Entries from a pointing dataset
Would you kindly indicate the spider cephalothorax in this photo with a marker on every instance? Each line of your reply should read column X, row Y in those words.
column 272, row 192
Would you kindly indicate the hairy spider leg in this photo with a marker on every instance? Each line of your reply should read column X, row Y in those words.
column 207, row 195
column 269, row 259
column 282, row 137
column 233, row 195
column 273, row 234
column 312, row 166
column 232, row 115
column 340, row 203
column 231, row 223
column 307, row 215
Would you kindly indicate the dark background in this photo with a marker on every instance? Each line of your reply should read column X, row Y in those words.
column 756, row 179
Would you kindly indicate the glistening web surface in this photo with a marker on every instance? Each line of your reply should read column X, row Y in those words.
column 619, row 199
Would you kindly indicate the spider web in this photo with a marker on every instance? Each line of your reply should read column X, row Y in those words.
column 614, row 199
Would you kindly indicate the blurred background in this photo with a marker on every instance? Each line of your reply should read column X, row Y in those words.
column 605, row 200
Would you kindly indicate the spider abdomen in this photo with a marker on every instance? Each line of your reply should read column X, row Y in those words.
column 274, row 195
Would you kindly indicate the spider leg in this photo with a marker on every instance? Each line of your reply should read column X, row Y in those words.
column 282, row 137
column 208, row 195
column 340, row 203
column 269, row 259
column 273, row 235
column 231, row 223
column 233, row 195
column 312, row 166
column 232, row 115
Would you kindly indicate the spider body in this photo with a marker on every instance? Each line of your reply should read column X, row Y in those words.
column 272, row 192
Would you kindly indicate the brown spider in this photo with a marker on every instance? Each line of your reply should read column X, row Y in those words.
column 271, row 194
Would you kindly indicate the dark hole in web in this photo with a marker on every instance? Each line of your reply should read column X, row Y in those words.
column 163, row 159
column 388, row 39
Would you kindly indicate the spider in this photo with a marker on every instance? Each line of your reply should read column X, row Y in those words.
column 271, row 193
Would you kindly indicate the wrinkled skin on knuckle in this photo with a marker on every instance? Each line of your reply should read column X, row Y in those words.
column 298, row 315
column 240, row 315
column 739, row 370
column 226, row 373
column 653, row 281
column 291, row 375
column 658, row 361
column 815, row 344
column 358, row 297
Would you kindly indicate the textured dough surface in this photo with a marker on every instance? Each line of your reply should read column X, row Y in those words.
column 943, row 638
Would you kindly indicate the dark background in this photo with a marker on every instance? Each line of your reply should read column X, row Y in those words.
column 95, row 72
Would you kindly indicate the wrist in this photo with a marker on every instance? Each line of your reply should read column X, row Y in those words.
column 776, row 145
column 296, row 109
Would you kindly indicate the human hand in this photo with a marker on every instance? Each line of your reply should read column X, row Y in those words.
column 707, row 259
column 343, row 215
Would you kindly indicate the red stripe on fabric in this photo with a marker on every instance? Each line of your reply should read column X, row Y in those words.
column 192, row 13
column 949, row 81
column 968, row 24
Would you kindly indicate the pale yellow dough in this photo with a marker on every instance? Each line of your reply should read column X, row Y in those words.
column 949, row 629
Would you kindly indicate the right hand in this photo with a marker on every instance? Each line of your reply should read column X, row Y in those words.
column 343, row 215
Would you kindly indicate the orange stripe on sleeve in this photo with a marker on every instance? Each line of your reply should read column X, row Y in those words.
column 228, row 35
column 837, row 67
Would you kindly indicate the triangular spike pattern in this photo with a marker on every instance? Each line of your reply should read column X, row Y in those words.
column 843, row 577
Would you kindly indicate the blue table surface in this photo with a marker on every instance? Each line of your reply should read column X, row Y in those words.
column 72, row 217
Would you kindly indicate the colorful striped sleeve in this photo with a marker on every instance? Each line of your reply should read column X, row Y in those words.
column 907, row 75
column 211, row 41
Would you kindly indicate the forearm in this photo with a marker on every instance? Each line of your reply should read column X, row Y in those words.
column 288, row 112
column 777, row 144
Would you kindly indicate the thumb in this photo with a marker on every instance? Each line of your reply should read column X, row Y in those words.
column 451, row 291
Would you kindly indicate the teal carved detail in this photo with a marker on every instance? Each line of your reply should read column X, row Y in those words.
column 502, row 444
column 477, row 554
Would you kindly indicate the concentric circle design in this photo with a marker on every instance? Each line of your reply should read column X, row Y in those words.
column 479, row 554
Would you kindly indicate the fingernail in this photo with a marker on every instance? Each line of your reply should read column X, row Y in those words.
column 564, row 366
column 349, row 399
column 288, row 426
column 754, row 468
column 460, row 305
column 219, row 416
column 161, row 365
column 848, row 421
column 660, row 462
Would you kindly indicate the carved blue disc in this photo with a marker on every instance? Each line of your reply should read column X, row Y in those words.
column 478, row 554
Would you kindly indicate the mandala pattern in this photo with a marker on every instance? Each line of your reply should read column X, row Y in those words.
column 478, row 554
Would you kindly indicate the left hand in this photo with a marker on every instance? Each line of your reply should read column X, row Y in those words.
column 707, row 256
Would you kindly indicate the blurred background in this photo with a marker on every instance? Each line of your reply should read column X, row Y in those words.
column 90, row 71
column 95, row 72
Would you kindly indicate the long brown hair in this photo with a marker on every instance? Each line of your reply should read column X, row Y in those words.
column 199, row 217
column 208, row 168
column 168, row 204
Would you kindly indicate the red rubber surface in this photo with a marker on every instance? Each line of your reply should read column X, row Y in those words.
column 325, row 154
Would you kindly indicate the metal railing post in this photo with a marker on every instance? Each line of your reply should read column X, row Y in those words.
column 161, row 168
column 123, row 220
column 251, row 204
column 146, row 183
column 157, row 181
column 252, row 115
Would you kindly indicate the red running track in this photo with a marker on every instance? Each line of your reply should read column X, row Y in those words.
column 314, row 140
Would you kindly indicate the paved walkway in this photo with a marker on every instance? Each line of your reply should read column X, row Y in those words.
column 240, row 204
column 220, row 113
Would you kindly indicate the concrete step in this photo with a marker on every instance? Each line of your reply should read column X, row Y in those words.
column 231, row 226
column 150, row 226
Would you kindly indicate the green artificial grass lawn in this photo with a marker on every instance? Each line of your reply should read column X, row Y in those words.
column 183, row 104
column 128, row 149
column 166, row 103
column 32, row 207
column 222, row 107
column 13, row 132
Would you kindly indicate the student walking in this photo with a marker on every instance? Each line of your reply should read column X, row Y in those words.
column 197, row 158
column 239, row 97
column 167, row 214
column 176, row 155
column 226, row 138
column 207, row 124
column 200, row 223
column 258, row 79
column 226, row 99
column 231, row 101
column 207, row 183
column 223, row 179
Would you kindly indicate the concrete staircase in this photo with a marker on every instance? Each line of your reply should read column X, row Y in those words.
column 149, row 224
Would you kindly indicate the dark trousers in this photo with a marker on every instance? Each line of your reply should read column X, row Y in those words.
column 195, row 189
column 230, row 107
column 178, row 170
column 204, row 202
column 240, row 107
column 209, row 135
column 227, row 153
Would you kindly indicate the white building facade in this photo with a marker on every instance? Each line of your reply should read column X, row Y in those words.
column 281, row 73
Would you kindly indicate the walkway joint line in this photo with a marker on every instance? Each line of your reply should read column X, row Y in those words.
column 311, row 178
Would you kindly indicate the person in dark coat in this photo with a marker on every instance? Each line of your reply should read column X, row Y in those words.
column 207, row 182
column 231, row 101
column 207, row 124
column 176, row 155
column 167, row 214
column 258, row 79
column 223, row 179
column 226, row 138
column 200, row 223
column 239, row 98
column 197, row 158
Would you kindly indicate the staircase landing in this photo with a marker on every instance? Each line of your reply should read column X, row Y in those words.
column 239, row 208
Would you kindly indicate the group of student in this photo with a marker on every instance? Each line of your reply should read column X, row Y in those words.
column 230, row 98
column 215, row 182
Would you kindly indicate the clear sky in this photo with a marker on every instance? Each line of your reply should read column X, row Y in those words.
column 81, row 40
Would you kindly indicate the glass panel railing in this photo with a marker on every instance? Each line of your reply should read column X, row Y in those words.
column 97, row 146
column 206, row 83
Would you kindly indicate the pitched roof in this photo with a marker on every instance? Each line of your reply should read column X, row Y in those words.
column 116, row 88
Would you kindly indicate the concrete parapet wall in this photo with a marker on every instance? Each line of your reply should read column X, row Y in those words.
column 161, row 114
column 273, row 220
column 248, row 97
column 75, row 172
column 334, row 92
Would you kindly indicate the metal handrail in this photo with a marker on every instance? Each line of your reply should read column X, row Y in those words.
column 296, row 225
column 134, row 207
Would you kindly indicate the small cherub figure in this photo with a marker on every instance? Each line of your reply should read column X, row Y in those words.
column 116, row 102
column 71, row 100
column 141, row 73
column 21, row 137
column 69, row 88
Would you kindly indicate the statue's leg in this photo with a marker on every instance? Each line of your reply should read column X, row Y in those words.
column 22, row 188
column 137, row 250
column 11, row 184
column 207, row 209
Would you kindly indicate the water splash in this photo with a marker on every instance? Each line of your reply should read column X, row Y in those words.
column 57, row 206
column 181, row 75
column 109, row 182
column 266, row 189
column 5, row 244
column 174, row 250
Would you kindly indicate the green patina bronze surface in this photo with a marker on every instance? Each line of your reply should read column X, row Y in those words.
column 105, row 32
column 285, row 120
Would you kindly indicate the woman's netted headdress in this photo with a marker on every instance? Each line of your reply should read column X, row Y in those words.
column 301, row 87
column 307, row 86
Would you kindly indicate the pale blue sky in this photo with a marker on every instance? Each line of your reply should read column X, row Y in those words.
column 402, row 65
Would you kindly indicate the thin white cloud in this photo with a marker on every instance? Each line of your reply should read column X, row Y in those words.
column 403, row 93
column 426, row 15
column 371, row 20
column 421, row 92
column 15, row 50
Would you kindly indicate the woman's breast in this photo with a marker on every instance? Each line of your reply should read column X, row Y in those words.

● **Your instructions**
Starting with the line with "Would you kindly indicate the glistening" and going on through the line with "column 619, row 199", switch "glistening" to "shimmering". Give those lines again with everything else unchanged.

● **Final result**
Would you kindly indicate the shimmering web surface in this photo with a marker on every instance? Each line of your reply should read column X, row Y in those words.
column 619, row 199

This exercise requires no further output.